# [The input]
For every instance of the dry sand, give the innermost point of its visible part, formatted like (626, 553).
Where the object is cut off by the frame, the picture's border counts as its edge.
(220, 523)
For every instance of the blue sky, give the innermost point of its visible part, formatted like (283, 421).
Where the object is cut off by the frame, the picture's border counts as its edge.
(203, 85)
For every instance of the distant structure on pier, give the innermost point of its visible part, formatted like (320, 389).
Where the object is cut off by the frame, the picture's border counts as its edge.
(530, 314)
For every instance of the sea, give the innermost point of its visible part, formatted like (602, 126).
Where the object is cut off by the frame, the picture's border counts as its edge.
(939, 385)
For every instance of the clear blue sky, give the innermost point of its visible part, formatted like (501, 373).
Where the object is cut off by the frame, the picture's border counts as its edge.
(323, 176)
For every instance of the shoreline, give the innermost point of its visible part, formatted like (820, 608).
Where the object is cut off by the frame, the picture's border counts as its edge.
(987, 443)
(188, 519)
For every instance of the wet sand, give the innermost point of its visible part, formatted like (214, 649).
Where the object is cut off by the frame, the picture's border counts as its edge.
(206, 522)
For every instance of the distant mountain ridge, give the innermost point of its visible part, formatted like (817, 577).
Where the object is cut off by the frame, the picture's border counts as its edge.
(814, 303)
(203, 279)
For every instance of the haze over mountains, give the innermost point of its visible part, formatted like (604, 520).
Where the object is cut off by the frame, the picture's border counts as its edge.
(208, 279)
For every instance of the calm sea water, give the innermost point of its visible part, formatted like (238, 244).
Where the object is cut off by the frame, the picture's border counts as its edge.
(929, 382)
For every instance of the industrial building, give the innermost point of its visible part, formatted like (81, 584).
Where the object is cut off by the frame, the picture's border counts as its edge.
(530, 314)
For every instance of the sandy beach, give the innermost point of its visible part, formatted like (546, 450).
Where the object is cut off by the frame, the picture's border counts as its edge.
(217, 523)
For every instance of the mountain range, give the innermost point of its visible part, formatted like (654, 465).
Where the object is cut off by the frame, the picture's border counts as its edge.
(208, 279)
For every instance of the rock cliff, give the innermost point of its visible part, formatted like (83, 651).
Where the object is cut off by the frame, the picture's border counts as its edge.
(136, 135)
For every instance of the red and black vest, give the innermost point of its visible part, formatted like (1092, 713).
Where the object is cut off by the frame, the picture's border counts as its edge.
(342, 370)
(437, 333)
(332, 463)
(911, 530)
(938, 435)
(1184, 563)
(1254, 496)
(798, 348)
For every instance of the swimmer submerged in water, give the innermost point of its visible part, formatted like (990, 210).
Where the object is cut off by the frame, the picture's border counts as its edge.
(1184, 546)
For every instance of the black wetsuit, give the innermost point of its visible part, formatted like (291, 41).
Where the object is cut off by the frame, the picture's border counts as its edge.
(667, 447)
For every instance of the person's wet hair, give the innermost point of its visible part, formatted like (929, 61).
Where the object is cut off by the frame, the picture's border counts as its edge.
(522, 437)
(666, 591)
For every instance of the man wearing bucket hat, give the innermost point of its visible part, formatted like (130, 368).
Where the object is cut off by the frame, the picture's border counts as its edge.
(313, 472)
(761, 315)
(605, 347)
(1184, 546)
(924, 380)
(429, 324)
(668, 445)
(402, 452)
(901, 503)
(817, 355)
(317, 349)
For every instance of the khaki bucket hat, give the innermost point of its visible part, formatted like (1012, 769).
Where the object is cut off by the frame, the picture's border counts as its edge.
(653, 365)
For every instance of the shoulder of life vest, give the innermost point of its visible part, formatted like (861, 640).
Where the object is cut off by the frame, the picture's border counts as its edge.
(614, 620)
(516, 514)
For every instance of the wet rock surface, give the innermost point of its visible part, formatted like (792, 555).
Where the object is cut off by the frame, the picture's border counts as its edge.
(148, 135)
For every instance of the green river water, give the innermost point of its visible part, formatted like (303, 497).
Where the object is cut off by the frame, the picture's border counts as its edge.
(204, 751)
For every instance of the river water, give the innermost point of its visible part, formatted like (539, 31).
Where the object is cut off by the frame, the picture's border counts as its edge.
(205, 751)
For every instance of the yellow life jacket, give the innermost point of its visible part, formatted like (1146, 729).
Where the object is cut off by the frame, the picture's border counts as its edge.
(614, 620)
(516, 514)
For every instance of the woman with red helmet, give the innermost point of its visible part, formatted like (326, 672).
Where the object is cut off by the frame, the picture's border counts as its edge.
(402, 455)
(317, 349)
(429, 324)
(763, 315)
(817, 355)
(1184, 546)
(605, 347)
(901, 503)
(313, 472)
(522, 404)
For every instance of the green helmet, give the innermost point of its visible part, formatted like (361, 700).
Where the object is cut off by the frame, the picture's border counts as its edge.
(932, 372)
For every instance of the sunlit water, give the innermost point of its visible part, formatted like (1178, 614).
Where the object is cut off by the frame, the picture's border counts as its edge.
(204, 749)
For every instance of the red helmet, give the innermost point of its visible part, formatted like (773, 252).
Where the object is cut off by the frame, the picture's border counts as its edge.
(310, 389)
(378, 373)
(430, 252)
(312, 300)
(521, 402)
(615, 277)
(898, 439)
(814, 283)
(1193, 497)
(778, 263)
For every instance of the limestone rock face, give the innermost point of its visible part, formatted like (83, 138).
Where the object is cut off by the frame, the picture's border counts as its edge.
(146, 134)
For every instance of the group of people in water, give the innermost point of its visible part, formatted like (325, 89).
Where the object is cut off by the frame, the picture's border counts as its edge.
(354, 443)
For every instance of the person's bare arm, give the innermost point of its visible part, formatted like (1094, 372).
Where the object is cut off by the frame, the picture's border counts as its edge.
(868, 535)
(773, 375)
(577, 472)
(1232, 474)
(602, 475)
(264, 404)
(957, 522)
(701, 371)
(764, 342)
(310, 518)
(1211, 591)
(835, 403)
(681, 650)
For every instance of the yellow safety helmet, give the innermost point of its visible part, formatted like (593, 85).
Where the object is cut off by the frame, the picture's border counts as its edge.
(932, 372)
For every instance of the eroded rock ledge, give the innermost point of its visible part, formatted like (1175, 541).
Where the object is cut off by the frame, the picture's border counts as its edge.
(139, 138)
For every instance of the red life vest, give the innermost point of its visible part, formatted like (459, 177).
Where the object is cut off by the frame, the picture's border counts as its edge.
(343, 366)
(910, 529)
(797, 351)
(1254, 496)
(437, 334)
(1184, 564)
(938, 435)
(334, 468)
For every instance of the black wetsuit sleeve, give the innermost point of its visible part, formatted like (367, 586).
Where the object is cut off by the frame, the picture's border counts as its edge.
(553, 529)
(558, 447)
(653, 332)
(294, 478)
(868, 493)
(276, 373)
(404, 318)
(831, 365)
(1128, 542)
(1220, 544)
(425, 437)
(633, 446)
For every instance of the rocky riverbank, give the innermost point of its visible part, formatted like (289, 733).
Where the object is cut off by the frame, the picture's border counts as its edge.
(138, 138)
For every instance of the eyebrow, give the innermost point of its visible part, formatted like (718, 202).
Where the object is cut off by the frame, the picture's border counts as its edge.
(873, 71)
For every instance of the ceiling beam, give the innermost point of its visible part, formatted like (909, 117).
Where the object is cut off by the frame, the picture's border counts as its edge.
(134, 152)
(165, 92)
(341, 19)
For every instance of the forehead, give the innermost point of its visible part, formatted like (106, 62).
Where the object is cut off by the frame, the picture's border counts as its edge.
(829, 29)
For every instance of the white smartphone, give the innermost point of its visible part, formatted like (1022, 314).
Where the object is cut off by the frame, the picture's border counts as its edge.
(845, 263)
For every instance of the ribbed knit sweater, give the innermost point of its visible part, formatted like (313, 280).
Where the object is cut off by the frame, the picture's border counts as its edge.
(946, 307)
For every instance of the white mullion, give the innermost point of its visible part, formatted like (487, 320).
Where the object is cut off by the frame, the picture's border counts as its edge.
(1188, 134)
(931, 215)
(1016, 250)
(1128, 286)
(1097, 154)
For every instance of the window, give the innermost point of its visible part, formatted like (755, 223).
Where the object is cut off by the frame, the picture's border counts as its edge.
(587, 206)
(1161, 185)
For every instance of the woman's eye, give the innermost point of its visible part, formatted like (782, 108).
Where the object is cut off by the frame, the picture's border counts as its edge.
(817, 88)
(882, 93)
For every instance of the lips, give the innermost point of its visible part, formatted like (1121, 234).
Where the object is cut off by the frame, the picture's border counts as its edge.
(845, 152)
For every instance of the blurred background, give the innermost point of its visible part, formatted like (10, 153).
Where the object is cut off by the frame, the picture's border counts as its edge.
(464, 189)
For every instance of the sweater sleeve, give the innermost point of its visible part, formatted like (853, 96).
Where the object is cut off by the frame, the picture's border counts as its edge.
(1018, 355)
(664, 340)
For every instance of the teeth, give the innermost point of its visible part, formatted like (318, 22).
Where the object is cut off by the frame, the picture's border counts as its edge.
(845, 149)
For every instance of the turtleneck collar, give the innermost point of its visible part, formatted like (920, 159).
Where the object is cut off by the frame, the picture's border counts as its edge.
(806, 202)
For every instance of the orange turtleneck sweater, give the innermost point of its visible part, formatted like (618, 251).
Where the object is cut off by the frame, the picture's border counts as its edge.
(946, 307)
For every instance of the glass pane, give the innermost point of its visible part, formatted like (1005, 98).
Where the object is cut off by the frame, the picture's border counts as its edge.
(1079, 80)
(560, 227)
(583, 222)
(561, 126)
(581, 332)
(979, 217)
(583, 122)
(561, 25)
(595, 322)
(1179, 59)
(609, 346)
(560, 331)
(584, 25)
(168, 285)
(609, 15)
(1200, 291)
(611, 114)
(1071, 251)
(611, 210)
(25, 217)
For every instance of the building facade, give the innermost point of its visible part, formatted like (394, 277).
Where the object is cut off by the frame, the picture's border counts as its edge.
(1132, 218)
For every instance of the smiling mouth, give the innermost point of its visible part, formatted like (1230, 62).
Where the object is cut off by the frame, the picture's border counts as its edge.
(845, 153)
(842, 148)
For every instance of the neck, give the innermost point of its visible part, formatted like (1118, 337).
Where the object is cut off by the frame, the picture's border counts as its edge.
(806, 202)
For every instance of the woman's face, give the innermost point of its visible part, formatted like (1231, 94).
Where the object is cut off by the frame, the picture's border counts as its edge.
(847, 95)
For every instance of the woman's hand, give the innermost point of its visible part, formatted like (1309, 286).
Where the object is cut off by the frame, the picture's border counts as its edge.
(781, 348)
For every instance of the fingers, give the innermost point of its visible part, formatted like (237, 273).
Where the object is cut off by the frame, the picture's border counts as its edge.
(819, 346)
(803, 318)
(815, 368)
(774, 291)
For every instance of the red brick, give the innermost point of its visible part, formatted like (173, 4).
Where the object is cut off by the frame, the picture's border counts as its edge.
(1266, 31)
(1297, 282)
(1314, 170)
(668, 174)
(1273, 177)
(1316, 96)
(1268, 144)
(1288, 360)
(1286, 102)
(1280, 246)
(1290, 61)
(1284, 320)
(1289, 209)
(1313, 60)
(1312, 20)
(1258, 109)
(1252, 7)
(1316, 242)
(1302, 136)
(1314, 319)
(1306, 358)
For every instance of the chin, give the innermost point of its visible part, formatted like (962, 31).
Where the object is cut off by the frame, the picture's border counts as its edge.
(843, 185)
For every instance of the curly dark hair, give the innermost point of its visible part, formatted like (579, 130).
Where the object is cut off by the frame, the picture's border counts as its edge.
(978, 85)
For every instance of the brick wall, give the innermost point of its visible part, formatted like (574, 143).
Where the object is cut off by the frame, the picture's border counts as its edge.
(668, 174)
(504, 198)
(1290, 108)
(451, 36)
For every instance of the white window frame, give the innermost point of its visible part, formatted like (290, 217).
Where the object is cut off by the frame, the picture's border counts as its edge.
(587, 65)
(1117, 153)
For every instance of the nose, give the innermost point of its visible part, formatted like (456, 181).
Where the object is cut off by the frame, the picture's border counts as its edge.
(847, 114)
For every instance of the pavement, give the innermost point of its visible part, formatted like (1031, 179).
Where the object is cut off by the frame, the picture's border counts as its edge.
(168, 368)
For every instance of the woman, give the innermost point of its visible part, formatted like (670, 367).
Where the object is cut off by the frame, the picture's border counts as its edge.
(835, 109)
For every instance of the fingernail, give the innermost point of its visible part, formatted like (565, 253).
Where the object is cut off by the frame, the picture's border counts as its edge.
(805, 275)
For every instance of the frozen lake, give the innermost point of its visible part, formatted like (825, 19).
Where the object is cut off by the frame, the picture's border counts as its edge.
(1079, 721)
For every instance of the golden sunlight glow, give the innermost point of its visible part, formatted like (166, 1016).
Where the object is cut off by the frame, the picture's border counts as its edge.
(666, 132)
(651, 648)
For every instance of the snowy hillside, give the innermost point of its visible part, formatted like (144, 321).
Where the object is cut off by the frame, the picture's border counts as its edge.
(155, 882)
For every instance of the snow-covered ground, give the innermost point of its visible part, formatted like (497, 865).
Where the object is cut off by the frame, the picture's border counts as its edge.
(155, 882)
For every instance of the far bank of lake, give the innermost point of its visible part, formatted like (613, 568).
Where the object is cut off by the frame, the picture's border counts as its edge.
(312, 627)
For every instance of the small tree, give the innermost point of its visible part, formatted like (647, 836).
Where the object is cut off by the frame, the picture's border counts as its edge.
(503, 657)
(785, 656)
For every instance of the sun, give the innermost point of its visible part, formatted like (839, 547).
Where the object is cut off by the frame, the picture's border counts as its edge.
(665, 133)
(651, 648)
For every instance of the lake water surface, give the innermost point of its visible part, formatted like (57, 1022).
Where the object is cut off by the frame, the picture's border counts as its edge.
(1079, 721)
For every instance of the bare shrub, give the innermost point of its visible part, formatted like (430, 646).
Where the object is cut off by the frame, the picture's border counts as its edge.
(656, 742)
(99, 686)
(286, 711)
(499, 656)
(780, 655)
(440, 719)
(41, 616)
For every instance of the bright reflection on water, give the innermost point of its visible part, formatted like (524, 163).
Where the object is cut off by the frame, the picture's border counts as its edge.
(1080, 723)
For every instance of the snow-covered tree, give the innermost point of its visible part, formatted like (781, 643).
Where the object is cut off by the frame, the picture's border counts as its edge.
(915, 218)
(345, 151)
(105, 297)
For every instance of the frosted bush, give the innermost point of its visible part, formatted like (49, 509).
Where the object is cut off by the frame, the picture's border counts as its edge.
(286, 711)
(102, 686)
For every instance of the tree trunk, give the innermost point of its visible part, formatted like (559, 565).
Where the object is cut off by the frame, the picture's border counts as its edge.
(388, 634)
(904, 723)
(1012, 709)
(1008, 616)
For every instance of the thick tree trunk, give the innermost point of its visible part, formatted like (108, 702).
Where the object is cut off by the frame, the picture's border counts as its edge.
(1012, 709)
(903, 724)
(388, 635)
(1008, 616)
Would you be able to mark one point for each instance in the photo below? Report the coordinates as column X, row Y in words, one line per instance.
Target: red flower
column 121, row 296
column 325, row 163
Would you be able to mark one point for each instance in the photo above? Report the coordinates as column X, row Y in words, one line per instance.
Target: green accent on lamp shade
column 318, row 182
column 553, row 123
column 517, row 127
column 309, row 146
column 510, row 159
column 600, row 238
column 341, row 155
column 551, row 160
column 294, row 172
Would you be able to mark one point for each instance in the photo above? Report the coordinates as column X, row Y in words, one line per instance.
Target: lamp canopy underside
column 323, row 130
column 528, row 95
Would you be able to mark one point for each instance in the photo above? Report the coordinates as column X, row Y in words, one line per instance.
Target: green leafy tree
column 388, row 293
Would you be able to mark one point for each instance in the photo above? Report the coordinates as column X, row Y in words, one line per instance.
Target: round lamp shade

# [Exercise objective]
Gather every line of the items above that contains the string "lamp", matching its case exactly.

# [Written response]
Target: green accent on lamp shade
Target: lamp canopy underside
Target: round lamp shade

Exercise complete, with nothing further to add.